**Problems and tasks**.
1 - Sum up the Game 6 preview in two sentences.
2 - Please say whether each statement agrees with the Game 6 preview, answering yes or no and quoting the deciding words: (a) Nate Schmidt was scratched for Game 4 after a costly turnover. (b) The Caps' third pair won the possession battle in Game 5. (c) Orpik was suspended for a late hit on Olli Maatta in Game 3.
3 - Go on with the Game 6 preview from the point where it stops.

**Excerpt to read**.
- - -

Questions asked, and answered, ahead of tonight's must-see Game 6 showdown between the Washington Capitals and Pittsburgh Penguins (8:00 ET; NBCSN, CBC, TVAS):
What will Brooks Orpik's return mean?
Stability on Washington's back end, and not a moment too soon. Orpik's three-game suspension for his late hit on Olli Maatta in Game 2 started a revolving door on the blue line. Nate Schmidt stepped in for Game 3, but his costly turnover led to him being scratched for Game 4. Mike Weber dressed for that contest, but coughed up the puck on Pittsburgh's game-winning goal and was benched for Game 5. The Caps' third pair survived that one without any major gaffes, but got hammered in the possession battle—a fight they can't afford to lose in Game 6.
Orpik's return isn't a cure-all, but it solidifies the top-four and brings a much-needed physical presence down low. That should make life easier on Braden Holtby, who had to battle through more traffic than usual while Orpik was out. It also allows for a Taylor Chorney/Dmitry Orlov combo on a third pair that, while not ideal, is preferable to what coach Barry Trotz trotted out in his absence.

- - -

**Material supplied**.
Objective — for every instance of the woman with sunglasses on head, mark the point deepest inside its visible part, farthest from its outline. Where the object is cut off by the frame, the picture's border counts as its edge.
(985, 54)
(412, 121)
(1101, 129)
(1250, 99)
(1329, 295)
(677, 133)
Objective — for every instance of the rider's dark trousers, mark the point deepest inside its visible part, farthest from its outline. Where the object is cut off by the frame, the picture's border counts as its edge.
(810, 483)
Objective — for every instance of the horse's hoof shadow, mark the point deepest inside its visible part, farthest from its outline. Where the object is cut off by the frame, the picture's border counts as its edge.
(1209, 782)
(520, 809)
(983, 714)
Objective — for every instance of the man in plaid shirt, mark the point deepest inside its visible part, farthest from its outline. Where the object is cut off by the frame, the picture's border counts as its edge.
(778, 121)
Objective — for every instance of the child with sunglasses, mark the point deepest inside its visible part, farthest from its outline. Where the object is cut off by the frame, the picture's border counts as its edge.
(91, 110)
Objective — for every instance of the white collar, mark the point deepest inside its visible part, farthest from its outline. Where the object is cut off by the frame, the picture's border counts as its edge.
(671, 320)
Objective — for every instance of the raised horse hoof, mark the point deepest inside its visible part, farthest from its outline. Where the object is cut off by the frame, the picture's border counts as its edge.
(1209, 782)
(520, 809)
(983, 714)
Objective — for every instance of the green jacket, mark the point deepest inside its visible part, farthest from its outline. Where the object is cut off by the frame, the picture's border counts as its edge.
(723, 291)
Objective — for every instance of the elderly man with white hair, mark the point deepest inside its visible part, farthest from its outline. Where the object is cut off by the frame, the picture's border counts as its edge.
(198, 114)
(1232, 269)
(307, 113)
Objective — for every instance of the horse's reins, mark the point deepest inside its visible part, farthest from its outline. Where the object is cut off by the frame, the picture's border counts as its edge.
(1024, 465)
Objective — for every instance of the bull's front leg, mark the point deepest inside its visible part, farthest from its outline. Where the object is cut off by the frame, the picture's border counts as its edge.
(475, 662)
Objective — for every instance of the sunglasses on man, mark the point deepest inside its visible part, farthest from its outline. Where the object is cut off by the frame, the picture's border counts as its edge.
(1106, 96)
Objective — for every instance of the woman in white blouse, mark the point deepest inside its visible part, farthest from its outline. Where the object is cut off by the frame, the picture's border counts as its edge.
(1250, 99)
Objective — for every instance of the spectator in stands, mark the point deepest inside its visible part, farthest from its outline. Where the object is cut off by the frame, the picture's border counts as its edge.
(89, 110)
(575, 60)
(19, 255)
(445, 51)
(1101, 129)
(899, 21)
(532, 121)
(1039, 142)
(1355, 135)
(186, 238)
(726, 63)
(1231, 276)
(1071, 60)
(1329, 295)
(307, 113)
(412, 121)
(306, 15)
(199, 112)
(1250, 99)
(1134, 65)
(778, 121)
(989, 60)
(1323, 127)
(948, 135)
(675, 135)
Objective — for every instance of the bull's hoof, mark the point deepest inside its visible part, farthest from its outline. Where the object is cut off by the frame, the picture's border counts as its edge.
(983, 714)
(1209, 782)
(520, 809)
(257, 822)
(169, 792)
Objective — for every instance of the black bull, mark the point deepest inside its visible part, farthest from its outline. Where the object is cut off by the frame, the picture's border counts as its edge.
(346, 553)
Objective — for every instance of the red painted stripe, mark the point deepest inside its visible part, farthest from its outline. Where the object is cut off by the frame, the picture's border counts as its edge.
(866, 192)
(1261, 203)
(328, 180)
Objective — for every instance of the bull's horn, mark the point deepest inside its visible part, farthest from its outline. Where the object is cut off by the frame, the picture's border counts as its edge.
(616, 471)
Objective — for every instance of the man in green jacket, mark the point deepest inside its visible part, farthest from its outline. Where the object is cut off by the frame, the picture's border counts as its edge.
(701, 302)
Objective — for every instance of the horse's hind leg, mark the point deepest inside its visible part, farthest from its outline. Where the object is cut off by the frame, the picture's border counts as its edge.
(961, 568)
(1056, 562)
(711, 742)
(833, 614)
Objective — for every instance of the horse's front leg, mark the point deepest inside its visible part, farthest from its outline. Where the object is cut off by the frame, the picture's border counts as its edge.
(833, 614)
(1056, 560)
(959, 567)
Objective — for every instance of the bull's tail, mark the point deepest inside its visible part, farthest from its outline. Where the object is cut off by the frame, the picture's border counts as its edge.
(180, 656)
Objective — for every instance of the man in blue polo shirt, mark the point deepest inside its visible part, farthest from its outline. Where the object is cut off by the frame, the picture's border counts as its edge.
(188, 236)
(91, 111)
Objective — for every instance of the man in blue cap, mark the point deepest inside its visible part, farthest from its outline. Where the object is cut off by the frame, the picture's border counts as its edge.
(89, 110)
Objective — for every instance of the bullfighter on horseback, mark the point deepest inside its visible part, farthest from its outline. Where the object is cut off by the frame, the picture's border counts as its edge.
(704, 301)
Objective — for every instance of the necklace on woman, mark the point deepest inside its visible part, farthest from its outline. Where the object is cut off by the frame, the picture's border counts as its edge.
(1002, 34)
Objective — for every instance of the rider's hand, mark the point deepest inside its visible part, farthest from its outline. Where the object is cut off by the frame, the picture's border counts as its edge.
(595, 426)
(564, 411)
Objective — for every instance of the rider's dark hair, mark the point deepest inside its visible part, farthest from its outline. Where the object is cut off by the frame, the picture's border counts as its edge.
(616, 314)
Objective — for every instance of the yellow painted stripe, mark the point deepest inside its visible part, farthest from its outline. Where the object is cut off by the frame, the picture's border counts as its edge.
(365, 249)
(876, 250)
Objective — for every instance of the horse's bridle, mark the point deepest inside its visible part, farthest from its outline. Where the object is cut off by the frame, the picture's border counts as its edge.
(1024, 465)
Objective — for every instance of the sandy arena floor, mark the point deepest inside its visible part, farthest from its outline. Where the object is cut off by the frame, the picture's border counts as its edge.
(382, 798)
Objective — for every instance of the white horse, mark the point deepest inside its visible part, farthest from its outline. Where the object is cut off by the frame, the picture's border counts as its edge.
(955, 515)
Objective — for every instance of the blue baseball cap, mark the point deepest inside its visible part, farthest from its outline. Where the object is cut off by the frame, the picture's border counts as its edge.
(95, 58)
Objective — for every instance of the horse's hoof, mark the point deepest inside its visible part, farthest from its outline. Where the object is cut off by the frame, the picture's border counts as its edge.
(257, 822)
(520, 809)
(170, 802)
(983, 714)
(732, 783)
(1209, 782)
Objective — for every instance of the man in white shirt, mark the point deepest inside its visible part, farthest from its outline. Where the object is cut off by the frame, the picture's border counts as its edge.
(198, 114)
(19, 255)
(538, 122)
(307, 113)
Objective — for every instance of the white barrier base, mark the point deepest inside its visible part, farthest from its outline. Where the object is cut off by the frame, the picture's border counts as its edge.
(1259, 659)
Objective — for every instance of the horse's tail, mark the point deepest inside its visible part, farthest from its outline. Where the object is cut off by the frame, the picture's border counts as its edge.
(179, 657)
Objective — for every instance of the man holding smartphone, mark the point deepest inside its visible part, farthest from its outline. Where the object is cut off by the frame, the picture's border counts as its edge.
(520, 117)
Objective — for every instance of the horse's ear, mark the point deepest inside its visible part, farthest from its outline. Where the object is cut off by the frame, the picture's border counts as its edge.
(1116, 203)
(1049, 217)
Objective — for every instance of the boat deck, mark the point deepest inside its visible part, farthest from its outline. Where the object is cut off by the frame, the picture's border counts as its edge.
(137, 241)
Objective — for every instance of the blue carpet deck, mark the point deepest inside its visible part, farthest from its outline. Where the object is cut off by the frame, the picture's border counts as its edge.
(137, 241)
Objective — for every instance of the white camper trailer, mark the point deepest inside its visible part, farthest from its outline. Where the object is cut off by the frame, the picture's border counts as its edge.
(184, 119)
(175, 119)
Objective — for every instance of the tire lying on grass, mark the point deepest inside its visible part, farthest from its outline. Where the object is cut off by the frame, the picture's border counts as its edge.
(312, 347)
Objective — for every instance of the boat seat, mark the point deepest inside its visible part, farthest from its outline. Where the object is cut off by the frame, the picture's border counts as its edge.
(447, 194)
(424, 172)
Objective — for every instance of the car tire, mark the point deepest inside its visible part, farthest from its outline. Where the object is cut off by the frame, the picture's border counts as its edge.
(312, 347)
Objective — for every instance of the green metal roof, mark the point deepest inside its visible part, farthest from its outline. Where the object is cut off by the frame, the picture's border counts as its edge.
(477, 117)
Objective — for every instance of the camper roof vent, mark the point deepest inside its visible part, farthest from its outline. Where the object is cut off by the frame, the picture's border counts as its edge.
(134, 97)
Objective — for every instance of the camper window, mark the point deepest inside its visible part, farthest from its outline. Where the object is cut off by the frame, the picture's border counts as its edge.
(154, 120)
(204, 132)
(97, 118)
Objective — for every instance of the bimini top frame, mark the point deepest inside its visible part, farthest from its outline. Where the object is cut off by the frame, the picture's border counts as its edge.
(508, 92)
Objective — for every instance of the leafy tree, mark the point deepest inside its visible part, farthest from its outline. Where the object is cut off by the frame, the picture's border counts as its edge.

- - -

**Written responses**.
1 - Brooks Orpik's return from a three-game suspension should bring stability to Washington's back end after his absence started a revolving door on the blue line, where Nate Schmidt and Mike Weber each gave the puck away. His return solidifies the top-four, brings a physical presence down low that should make life easier on Braden Holtby, and allows for a Taylor Chorney/Dmitry Orlov combo on the third pair.

2 -
(a) Yes: "his costly turnover led to him being scratched for Game 4."
(b) No: "got hammered in the possession battle."
(c) No: "his late hit on Olli Maatta in Game 2."

3 -
And a hint of menace can go a long way this time of year, too. The Pens might be more inclined to rush a play if they know Orpik is in the vicinity and it only takes one mistake to change the course of a game.
Will Olli Maatta return as well?
The Pens are calling him a game-time decision, but count on Maatta (upper body) being in the lineup. He worked on both his regular pair alongside Trevor Daley and on the second power-play unit in practice on Monday and took part in this morning's optional skate. He should be good to go.
Like Orpik, Maatta's return will have a trickle down effect. Now only does he solidify his pairing, bringing mobility, positioning and a reliable defensive game, his presence means a sharper third pair as well.
If he's in, look for Justin Schultz to sit.
Did Pens' coach make right call in net?
Absolutely. The 21-year-old wasn't at his best in Game 5, surrendering three goals on 19 shots in the 3–1 loss, but Matt Murray has gotten the Pens to within one win of the Eastern Conference Finals, going 6-2 with a 1.96 GAA. He's already closed out one series, and has earned the trust of his coach and his teammates to do it again.
Marc-André Fleury is fully recovered from the concussion symptoms that have sidelined him for the postseason and is good to go at any moment. This, though, isn't that moment. The veteran hasn't played since March 31, so throwing him in now would be a bit of a Hail Mary. Better to keep him on the bench as Plan B until there's a real sign of trouble from Murray.
Will the Pens' stars finally break out?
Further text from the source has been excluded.